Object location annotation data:
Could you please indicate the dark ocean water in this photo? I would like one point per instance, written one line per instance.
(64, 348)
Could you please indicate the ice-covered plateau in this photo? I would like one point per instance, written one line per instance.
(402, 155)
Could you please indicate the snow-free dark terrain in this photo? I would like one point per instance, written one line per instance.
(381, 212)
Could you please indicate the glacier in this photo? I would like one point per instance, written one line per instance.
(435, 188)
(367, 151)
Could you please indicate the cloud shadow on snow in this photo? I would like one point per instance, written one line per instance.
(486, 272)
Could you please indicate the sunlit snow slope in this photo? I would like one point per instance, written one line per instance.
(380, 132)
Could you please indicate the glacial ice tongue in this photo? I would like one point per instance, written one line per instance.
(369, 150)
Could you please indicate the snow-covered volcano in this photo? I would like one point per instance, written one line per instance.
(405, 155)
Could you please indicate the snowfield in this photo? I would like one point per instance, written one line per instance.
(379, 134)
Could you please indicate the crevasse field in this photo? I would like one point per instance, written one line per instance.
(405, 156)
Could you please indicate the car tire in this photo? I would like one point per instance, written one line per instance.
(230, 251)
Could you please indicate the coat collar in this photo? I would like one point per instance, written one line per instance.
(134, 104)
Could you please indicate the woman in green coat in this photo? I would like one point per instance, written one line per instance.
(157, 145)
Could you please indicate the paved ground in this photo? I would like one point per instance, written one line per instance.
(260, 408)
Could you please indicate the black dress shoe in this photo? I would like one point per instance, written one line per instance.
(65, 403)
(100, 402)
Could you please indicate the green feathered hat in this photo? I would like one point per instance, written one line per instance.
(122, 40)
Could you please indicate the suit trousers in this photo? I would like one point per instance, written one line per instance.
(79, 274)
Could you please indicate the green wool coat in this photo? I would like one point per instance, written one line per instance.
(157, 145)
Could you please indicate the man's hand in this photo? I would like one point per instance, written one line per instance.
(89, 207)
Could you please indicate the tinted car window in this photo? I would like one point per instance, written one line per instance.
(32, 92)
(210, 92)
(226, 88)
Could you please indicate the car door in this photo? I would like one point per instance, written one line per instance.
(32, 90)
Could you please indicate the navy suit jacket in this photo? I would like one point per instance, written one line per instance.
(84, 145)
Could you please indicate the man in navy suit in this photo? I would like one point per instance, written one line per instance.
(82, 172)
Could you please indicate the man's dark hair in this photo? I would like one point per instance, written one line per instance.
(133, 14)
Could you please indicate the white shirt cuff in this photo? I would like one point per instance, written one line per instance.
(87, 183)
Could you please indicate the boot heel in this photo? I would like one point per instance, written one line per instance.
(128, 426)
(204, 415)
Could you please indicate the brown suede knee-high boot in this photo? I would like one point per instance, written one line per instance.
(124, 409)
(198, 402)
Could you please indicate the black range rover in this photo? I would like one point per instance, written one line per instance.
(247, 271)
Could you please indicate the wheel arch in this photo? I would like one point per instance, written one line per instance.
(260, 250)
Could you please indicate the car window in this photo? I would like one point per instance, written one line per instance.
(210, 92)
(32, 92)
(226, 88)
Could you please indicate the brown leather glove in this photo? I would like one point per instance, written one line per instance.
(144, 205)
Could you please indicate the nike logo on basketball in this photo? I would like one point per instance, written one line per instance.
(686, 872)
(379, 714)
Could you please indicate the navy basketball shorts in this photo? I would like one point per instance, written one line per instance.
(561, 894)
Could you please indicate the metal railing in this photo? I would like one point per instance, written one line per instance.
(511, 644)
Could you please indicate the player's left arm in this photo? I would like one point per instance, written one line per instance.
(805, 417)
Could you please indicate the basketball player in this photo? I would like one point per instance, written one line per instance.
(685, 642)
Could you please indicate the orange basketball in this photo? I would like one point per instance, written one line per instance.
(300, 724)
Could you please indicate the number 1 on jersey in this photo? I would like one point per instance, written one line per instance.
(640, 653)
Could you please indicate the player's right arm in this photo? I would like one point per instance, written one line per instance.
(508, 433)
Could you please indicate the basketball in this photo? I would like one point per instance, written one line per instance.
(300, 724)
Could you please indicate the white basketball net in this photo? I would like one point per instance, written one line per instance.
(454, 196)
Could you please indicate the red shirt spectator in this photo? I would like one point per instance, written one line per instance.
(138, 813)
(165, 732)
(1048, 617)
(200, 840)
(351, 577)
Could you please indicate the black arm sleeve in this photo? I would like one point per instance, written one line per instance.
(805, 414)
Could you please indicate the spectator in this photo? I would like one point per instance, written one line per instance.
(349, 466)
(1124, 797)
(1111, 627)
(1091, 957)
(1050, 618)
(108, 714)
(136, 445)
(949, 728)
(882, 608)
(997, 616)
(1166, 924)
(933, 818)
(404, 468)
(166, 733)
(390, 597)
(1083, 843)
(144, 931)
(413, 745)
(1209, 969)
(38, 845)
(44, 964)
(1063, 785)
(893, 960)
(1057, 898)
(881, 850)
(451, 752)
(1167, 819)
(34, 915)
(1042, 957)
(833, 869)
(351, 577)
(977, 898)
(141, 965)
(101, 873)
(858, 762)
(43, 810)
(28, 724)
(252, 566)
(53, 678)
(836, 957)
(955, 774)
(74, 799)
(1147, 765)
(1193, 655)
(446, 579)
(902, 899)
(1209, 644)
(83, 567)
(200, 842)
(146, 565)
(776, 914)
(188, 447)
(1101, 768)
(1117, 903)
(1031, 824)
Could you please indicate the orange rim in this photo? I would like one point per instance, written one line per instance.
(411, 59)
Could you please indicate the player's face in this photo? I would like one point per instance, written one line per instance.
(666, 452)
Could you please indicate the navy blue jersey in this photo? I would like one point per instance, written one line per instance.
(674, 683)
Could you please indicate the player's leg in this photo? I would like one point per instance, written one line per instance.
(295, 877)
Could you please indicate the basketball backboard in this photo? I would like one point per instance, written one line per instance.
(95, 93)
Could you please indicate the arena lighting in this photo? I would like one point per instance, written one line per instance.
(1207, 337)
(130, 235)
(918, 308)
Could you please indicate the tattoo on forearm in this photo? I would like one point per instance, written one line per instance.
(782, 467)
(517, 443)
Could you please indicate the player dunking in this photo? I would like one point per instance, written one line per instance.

■ AIM:
Update the part that opens with the line containing "Could you please indicate the orange rim" and continues through the end of the items by replacing "photo" with "image". Leave everything else unchanged.

■ RESULT:
Could you please indicate the orange rim in this image? I would like one point per instance, written one line per instance.
(411, 59)
Could you please indicate the player's face in this image? I would like one point per instance, written one line per instance.
(666, 452)
Could you please indicate the navy blue jersey in this image? I would like one point per instance, written one line per instance.
(674, 683)
Could you please indicate the player's leg in this image? I would like one point per instance, written one line per instance.
(295, 877)
Could you please indicate the basketball backboard in this image? I would like one point per instance, written one line per instance.
(95, 93)
Could you please indicate the arena lighting in this image? I would like one point per instance, written one line per instance.
(1207, 337)
(130, 235)
(918, 308)
Could you please indicate the tattoo on forearm in this image? I would like one point per instance, written one line per instance.
(782, 467)
(517, 443)
Could you please indicate the player dunking in this image? I would like one point per instance, written one line per instance.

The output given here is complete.